*** Opening Material provided ***

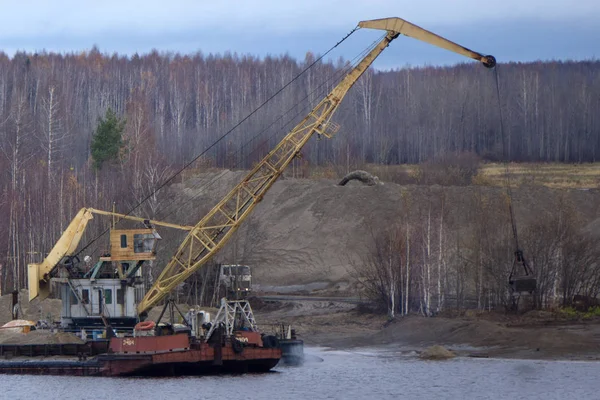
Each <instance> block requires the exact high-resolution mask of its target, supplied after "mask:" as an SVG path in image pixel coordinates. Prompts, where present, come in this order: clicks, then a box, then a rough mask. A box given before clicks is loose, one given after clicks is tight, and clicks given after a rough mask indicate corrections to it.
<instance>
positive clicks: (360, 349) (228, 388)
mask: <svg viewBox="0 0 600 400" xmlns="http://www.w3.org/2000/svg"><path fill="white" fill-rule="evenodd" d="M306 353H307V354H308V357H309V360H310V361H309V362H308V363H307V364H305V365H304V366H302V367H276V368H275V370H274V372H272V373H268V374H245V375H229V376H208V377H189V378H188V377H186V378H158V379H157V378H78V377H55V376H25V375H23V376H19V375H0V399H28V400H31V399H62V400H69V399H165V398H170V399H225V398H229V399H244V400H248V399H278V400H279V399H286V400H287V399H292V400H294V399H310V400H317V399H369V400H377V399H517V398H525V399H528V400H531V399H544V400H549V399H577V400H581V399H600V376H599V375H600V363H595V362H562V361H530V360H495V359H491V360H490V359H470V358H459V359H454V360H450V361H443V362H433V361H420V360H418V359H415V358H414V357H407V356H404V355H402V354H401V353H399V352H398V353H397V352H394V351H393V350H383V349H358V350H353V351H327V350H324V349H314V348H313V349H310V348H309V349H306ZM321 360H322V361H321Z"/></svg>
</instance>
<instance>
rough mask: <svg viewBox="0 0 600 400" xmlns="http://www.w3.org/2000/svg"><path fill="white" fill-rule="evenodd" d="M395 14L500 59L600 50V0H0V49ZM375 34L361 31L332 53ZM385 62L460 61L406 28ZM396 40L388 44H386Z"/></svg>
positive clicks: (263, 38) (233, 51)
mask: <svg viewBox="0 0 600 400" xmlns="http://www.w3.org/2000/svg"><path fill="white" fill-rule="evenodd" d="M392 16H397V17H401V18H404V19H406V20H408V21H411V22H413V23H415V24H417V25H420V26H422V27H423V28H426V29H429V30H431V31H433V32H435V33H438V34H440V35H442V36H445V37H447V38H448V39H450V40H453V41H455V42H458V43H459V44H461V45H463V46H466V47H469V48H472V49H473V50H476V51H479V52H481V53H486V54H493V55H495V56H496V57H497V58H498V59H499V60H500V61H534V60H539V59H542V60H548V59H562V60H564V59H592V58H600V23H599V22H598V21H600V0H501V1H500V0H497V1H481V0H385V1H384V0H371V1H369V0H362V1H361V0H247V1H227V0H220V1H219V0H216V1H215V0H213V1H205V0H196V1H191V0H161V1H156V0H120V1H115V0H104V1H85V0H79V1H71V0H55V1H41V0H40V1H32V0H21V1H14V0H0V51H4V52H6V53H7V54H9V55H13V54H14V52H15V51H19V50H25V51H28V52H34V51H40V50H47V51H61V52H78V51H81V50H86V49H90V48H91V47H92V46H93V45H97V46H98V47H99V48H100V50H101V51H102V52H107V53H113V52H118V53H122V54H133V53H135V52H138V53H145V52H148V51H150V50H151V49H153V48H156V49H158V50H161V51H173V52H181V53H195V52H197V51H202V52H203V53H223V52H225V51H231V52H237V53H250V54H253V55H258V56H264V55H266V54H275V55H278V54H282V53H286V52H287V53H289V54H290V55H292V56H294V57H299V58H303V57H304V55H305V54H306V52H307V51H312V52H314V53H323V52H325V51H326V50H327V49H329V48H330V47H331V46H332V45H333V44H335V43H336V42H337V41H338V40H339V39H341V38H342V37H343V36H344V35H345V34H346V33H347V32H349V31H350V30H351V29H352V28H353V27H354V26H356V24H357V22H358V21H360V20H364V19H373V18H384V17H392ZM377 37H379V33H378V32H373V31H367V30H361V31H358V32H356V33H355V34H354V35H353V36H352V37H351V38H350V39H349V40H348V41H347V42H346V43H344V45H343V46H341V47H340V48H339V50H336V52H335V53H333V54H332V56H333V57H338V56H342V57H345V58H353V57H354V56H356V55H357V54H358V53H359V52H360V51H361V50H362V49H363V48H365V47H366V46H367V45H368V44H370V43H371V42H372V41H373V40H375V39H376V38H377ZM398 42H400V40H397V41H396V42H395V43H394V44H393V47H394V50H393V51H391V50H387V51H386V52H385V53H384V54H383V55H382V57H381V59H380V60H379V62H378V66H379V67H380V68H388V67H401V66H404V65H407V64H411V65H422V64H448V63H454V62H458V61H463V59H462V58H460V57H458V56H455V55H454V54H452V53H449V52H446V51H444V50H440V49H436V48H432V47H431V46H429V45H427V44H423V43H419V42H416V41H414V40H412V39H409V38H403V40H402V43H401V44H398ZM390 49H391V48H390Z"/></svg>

*** Closing Material provided ***

▶ **Assigned task**
Gather each line in these records that contains the string "rough".

▶ **Response**
Each <instance> block requires the exact high-resolution mask of its target, supplied after "mask:" as an SVG path in image pixel coordinates. Prompts, where present, come in this order: clicks, then a box, then a rough mask. A box given before clicks is loose, one given after clicks is tight, and clicks given after a rough mask indicate corrections to it.
rough mask: <svg viewBox="0 0 600 400" xmlns="http://www.w3.org/2000/svg"><path fill="white" fill-rule="evenodd" d="M395 14L500 59L600 50V0H0V49ZM375 34L361 31L332 53ZM385 62L460 61L406 28ZM396 40L388 44H386Z"/></svg>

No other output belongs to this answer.